Copy the entries below, swapping "pink flower center" for "yellow flower center" and keeping everything else the same. Leave the pictures out of your copy.

** begin RECORDS SUPPLIED **

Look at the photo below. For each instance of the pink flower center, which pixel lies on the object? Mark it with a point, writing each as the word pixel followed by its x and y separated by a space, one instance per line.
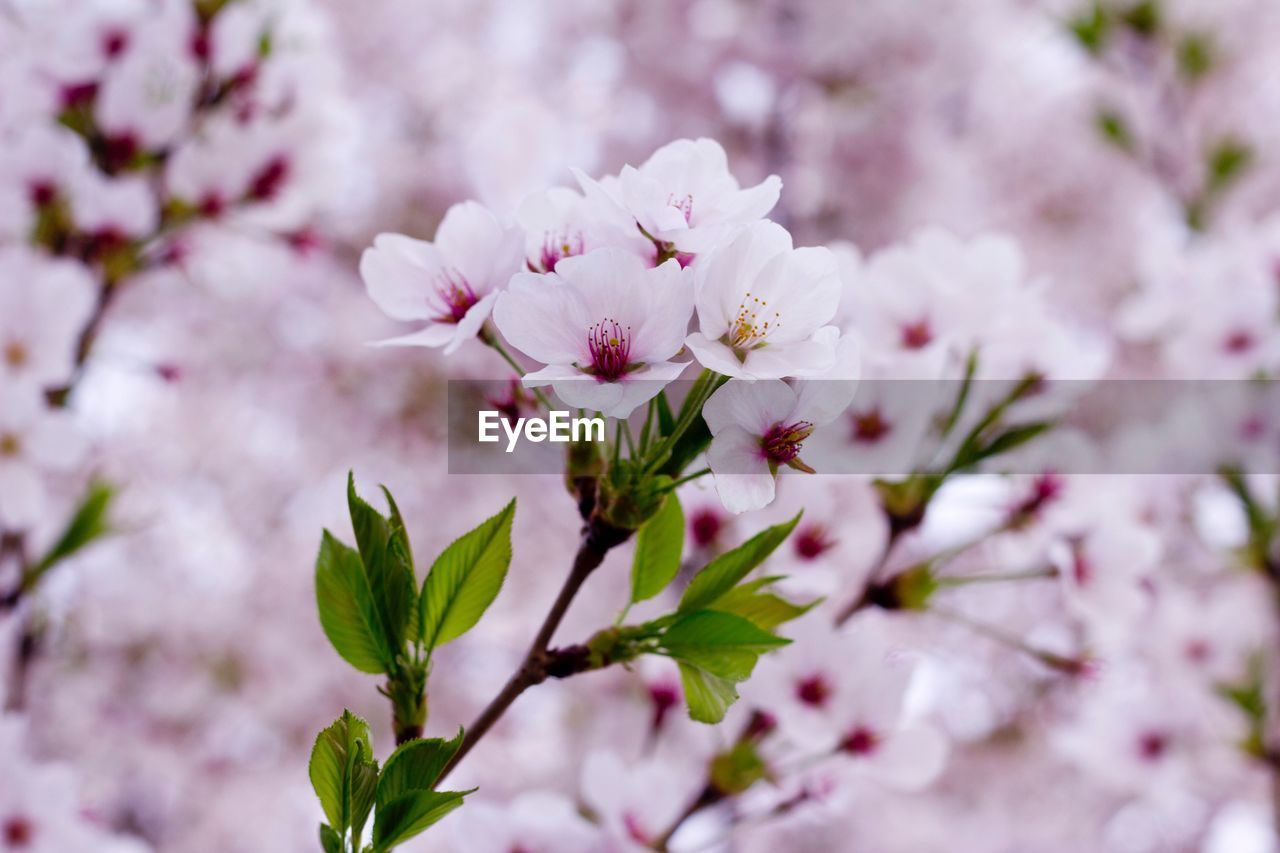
pixel 664 697
pixel 860 742
pixel 813 690
pixel 14 354
pixel 455 295
pixel 813 542
pixel 871 427
pixel 782 443
pixel 18 833
pixel 1152 746
pixel 269 179
pixel 557 247
pixel 684 204
pixel 634 829
pixel 705 527
pixel 917 336
pixel 609 345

** end RECORDS SUPPLIED **

RESULT OF THIS EXERCISE:
Look at the photo below. For each instance of the yellow flower center, which pixel lies on the object? Mark it with a point, writing each as the word pixel followed by its x and y separated by a space, one instance per line.
pixel 664 697
pixel 860 742
pixel 813 690
pixel 14 354
pixel 455 295
pixel 813 542
pixel 871 427
pixel 782 443
pixel 18 833
pixel 1152 746
pixel 269 179
pixel 557 247
pixel 684 204
pixel 634 829
pixel 705 527
pixel 917 336
pixel 609 345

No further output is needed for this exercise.